» SELECTED TEXT:
-- START --

The Other Side of Time - Purple Mountain Press

Essays by "The Catskill Geologist"
Robert Titus


It's spring, and a young stream's fancy turns to erosion. All winter long snows have piled up, while ice has accumulated within the frozen ground awaiting the release brought by the returning warmth of the spring sun. Now the grounds are soft, and the waters are flowing into swollen and churning streams. This is the time to look for the spring torrents of Kaaterskill Clove.

The flow of most streams rises a great deal at this time of the year. Of course, not all streams are the same; they vary quite considerably. Geologists recognize a number of different types of streams, but I think that most of them can be classified into two of the most commonly observed categories: the mountain and the floodplain streams. As their names imply, these rivers have a lot to do with the landscapes that they flow through. However, it is not only activity, but time, which defines the streams. Floodplain streams are the workhorses among rivers. They are usually large and heavily laden with sediment, mostly sand, silt and clay. It's their job to transport this material down the river to the ocean. Floodplain rivers are found in the lowlands, and they flow quietly across flat valley floors. Floodplain streams do have their moments of excitement, especially during the flood season, but most of the time they are stable and predictable.

-- END --

» WORK INSTRUCTIONS:
[1] Decide whether each statement below agrees with the stream essay. Answer yes or no, and quote the words of the essay that decide it.
(a) Floodplain streams are usually heavily laden with sediment that is mostly sand, silt and clay.
(b) Floodplain rivers are found in the mountains.
(c) The flow of most streams drops at this time of year.
[2] From the stream essay, extract the passage starting at "Robert Titus" and ending at "of Kaaterskill Clove.", word for word.
[3] Answer these questions using the stream essay.
(a) Where does the essay say to look for the spring torrents?
(b) Into which two categories does the writer think most streams can be classified?
(c) To where is it the job of floodplain streams to transport their sediment?

» DATA EXCERPTS:
-- START --

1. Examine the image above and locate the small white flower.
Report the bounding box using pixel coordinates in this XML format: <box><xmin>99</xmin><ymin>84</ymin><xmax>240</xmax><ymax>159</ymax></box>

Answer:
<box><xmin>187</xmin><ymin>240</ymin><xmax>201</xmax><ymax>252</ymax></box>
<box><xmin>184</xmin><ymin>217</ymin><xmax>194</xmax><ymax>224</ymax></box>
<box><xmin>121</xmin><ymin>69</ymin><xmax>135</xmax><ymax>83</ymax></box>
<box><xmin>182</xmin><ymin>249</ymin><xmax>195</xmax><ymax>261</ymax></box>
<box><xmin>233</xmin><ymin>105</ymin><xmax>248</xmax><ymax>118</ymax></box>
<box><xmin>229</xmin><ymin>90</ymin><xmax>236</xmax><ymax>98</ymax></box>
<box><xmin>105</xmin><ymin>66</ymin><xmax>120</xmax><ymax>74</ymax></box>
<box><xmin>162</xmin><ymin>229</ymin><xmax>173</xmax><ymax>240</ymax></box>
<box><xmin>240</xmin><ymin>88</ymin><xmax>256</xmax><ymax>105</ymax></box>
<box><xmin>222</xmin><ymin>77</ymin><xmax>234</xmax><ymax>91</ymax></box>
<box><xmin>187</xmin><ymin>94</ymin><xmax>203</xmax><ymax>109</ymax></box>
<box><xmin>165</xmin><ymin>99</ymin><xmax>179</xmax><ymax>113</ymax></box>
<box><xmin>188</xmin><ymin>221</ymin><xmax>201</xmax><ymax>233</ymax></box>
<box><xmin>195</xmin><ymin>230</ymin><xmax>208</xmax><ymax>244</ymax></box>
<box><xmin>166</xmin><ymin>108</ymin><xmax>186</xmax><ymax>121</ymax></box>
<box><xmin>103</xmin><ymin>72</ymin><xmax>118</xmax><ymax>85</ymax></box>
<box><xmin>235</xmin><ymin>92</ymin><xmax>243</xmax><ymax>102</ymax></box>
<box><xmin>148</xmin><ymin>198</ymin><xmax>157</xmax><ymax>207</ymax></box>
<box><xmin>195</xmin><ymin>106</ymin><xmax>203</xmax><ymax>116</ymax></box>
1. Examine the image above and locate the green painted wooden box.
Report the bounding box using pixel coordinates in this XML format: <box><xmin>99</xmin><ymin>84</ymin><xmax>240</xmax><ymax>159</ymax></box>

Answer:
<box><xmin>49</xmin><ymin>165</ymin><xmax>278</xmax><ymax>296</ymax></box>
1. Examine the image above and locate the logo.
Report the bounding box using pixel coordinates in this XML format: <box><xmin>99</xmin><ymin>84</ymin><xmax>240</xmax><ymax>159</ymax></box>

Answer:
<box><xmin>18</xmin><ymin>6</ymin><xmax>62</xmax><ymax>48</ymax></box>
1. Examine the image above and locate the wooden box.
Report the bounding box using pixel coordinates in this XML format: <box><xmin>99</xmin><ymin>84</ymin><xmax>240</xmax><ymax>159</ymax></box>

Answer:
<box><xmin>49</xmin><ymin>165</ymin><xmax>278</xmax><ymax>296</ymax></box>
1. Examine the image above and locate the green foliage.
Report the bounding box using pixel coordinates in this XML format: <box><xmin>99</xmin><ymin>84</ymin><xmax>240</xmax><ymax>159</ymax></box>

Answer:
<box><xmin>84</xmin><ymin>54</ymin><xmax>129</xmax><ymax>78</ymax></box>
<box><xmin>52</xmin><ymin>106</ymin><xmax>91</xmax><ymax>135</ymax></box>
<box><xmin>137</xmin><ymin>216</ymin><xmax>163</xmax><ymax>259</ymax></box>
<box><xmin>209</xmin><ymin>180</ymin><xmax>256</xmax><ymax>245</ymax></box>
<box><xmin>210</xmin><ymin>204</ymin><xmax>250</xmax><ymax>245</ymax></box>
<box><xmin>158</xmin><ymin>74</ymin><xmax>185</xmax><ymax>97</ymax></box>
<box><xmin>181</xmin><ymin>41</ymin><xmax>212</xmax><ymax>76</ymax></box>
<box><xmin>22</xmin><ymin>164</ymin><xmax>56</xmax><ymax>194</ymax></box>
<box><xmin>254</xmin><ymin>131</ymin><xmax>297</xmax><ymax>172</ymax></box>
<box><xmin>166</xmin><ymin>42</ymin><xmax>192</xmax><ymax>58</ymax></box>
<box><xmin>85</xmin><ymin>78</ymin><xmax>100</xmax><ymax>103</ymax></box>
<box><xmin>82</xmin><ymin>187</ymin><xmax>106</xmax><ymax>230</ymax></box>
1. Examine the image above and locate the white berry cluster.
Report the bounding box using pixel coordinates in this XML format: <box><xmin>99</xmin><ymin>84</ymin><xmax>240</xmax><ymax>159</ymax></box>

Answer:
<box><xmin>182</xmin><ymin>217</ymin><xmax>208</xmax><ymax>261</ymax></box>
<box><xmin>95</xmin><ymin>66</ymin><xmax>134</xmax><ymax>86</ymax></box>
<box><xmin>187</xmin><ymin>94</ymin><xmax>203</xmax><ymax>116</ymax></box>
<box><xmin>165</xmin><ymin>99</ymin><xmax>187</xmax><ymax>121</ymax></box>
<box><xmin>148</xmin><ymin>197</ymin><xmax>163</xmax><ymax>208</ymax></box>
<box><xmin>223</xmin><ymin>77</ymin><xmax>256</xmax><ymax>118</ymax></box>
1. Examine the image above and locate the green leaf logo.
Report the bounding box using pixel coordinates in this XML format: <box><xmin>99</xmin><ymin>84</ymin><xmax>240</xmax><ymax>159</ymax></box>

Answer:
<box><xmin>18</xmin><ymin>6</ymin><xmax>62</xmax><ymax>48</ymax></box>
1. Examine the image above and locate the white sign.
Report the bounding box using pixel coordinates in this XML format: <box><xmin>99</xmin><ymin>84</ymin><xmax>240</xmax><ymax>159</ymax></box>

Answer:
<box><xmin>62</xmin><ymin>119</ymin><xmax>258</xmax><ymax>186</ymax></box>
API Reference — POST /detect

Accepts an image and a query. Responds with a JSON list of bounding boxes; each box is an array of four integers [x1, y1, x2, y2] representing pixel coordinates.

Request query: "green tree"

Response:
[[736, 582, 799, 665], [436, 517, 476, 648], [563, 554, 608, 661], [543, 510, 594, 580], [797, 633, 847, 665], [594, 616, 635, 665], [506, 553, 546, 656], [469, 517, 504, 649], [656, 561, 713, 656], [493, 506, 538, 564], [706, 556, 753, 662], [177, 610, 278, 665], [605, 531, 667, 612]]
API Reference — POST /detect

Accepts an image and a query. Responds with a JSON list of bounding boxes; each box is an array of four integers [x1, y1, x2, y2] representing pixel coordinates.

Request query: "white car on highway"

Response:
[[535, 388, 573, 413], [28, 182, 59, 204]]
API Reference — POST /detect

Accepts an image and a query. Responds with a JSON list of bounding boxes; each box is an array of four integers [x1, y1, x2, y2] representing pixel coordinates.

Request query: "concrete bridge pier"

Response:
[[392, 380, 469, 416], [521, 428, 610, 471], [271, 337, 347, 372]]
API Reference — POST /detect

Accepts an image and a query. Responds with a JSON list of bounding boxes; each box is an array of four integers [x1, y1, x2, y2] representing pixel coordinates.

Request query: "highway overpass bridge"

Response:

-- END --

» SOLUTION SET:
[1]
(a) Yes: "They are usually large and heavily laden with sediment, mostly sand, silt and clay."
(b) No: "Floodplain rivers are found in the lowlands, and they flow quietly across flat valley floors."
(c) No: "The flow of most streams rises a great deal at this time of the year."

[2]
Robert Titus


It's spring, and a young stream's fancy turns to erosion. All winter long snows have piled up, while ice has accumulated within the frozen ground awaiting the release brought by the returning warmth of the spring sun. Now the grounds are soft, and the waters are flowing into swollen and churning streams. This is the time to look for the spring torrents of Kaaterskill Clove.

[3]
(a) Kaaterskill Clove.
(b) The mountain streams and the floodplain streams.
(c) Down the river to the ocean.